EXERCISE: Omit the pictures and return every entry exactly as written.

PROVIDED DATA:
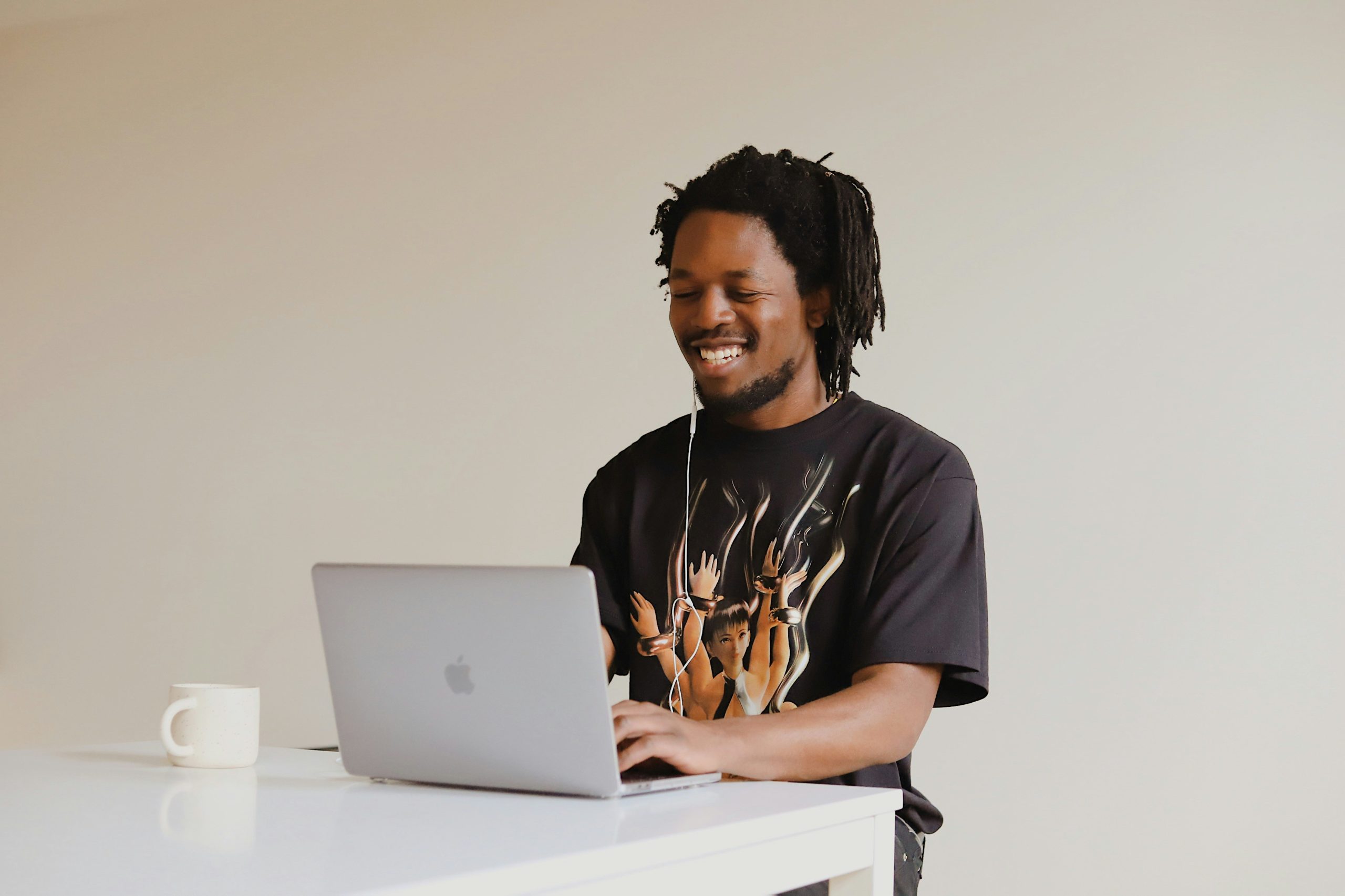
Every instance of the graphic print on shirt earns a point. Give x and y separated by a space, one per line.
740 655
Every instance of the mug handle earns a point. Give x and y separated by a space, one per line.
166 727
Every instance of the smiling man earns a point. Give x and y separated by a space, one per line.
826 588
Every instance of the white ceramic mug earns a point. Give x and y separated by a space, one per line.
212 725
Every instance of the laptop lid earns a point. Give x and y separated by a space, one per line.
471 676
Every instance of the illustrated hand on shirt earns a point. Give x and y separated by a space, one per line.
701 584
645 618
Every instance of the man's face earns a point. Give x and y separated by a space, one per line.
733 298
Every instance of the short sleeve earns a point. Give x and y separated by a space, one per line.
603 552
927 602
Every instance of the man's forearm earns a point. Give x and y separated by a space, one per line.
875 720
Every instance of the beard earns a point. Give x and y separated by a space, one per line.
757 394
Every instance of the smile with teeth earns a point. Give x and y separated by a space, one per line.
720 356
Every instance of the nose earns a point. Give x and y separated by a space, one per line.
712 310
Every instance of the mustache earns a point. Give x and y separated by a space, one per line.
712 334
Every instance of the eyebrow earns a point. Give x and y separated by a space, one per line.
682 274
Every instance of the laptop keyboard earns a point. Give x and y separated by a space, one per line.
639 775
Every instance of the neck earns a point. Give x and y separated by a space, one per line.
803 397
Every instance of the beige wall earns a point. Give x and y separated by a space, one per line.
373 282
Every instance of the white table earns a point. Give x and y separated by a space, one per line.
119 818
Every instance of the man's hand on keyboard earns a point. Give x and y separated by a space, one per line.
645 731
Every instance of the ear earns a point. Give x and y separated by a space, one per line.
817 307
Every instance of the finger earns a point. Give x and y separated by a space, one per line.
631 725
653 747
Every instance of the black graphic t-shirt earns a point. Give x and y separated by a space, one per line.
813 550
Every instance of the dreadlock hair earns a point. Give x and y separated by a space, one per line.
821 220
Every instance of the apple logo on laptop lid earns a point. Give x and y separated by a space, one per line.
459 677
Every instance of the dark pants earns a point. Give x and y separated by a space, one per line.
907 867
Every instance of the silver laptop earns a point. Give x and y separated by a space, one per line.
474 676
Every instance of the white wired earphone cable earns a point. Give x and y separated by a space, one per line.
686 544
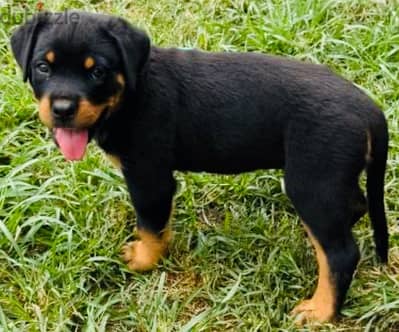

THE COMPLETED TASK:
Every instance of the graphic print on shirt earns a point. Give x and y separated by a space, one per line.
740 655
Every instance of the mug handle earns a point. Give x and y separated by a space, one per line.
166 727
Every instance of the smiling man earns a point. Give x and y separated by a space, one per line.
826 588
Every instance of the white ceramic mug earns a point. Give x and y separated by a space, one per line.
212 725
Every instance of the laptop lid earns a point. Give x and y separated by a space, one per line.
471 676
Every instance of the illustrated hand on shirt earns a point. Give x and y separated by a space, one per line.
701 584
645 618
Every instance of the man's face earns a point. Give x and y separated by a space, one per line.
733 298
Every instance of the short sleeve earns a point. Give x and y separated by a space, one per line.
603 552
927 602
Every instance of the man's forearm earns a point. Give x and y separated by a space, one per line.
875 720
Every instance of the beard earns a point. Give x and y separated by a space, one per line.
757 394
Every instance of the smile with teeth earns a point. Give x and y separated by a space, one per line.
720 356
Every instance of the nose earns a point. Give x and y separated by a space, one per line.
712 310
Every instance of the mustache earns a point. Give x and y separated by a space, one per line.
712 334
Every instance of the eyebrow earns a point. Give x and y separated by a space, one per line.
682 274
Every instance of the laptop keyboard earns a point. Give x and y separated by a space, one per line.
639 775
Every instance of the neck earns a point. Give x and y separated by a space, one per line.
803 397
Every instance of the beige wall earns a point. Give x and y separated by a space, one per line.
373 282
Every instance of the white table earns a point. Give x and y separated by a space, one per line.
119 818
Every instance of the man's hand on keyboard earns a point. Give x and y separated by a space, one per line.
645 731
Every instance of the ear earns a point. Give x and y separated by a space, one per line.
817 307
Every instance of the finger earns a point. Give x and y separated by a space, one per line.
631 725
653 747
Every instance of the black graphic t-shirt earns a point. Give x and y separated by a space, one per line.
813 550
Every instance of the dreadlock hair earns a point. Give x and y separated by a space, one per line.
821 220
Every instance of the apple logo on laptop lid earns a point. Give x and y separated by a space, one per line.
459 677
Every instance of the dark pants earns a point. Give x and y separated by a space, one per line.
907 867
Every instance of the silver laptop earns a point. Give x and y separated by a space, one per line.
474 676
Every instance of the white wired earphone cable earns a point. Give x and y separated by a space, one per line.
686 544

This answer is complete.